**Aim of the task**:
Word for word, please restate the line containing "the white dress" and all the lines that follow it to the end of the data.

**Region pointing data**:

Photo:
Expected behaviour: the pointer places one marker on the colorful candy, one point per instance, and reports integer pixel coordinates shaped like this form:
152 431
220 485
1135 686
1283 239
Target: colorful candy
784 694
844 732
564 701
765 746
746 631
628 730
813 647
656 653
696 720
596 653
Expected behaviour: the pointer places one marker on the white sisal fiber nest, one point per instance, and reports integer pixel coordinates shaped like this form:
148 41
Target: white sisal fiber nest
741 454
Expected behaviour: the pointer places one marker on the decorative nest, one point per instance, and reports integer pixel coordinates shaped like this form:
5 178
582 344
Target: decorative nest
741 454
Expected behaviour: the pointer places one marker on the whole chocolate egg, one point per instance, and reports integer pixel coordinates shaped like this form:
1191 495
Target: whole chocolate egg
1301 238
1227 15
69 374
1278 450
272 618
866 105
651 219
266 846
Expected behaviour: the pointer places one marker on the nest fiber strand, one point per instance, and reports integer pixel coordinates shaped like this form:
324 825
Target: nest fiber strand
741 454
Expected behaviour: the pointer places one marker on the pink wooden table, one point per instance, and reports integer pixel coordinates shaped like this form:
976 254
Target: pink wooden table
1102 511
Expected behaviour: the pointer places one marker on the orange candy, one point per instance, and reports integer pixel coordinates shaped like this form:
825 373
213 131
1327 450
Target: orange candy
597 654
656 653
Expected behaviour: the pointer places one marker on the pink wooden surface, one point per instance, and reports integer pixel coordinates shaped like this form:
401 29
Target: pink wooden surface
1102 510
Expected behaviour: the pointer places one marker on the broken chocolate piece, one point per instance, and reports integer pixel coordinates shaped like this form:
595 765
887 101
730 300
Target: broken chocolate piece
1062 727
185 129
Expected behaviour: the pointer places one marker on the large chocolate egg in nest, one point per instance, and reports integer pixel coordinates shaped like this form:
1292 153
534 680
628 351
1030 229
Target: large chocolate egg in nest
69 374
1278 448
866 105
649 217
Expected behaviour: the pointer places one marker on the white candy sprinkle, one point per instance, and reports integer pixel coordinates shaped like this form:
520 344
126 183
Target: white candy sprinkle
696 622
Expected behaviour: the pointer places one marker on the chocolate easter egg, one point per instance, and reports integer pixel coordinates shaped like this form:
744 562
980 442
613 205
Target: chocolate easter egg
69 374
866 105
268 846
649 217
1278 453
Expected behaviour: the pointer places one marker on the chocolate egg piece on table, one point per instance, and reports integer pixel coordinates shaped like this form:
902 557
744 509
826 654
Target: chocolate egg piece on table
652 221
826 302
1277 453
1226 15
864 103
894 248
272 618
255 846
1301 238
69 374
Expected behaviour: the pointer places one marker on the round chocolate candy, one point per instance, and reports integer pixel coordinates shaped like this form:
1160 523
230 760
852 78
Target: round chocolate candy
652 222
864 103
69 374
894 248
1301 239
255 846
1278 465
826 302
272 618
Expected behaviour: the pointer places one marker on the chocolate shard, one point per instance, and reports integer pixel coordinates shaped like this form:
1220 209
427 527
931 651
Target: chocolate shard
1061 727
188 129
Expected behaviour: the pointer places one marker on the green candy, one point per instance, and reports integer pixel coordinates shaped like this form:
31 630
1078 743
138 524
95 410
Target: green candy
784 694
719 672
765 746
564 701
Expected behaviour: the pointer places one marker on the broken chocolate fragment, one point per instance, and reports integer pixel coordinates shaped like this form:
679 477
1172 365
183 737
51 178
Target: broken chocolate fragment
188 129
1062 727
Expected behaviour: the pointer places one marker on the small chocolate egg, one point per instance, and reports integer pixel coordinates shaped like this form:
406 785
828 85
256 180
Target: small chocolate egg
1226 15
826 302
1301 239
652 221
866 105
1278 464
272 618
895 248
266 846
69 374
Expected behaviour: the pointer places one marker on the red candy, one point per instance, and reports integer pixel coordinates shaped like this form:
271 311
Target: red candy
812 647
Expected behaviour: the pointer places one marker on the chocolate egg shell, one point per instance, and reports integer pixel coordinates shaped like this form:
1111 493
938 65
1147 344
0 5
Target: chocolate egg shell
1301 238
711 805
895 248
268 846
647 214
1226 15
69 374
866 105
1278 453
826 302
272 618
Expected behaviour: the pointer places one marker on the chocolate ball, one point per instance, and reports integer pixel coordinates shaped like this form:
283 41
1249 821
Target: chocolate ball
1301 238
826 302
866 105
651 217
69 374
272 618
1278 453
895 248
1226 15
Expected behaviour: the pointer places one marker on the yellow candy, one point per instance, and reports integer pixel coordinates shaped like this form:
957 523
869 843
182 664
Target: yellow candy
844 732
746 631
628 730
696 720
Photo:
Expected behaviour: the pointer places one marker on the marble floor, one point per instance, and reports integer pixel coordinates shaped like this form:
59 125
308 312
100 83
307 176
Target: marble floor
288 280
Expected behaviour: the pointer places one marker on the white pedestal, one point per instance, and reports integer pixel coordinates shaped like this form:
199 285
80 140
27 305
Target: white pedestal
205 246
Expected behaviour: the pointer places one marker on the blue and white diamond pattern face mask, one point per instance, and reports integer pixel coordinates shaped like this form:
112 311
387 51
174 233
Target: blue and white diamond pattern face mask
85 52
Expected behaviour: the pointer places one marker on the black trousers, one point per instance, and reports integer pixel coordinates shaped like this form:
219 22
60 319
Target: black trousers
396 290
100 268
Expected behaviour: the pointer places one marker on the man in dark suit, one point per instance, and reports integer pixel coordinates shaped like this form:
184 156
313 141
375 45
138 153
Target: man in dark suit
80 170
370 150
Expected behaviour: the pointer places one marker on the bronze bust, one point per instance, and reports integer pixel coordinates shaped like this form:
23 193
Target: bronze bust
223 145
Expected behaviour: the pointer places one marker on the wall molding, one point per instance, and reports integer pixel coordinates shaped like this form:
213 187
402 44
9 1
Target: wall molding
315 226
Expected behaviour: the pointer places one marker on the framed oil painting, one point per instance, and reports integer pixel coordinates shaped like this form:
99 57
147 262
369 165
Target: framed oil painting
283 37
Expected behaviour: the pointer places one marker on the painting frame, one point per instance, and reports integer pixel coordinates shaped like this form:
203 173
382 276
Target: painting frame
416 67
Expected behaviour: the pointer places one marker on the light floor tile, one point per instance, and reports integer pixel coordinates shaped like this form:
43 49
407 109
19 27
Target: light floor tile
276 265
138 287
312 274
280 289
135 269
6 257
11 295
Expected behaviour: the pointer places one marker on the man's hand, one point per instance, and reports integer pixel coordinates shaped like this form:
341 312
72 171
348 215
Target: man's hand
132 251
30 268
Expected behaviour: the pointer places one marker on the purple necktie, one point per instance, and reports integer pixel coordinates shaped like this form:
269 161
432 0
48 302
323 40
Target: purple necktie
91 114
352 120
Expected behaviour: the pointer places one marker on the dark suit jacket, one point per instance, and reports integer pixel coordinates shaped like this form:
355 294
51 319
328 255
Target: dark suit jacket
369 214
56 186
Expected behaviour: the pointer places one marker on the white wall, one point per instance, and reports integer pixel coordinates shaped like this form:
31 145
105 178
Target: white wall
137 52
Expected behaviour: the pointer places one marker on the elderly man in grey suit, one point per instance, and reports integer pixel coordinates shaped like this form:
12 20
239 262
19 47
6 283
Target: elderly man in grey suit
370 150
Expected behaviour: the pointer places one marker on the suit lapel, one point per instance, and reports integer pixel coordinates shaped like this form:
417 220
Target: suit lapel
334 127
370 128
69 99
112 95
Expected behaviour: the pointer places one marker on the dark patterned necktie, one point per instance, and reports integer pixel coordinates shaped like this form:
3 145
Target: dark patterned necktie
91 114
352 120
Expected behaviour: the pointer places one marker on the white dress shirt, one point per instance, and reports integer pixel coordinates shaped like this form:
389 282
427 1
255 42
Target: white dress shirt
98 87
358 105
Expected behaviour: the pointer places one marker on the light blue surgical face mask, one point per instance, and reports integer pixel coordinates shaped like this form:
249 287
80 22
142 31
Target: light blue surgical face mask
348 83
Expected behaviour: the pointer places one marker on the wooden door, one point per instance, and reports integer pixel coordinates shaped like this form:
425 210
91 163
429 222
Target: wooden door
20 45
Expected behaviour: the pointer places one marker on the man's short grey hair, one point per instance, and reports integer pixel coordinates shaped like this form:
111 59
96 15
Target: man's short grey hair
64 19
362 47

**Expected answer**:
Expected behaviour: the pointer places one marker on the white dress shirt, one point per instance, and reports integer pixel coordinates shaped like this form:
389 282
427 1
255 42
Target: white dress shirt
98 87
358 105
Expected behaviour: the pointer places one marker on the light blue surgical face mask, one point per instance, and reports integer pixel coordinates shaped like this form:
249 287
80 22
142 31
Target: light blue surgical face mask
348 83
Expected behaviour: the pointer places one marker on the wooden door, one point per instance, and reports integer pixel coordinates shaped like this form:
425 210
91 163
429 222
Target: wooden door
20 45
Expected behaviour: the pointer places one marker on the man's short grey hair, one point per instance, and reports integer pixel coordinates shaped like this form:
111 59
96 15
Target: man's short grey hair
64 19
362 47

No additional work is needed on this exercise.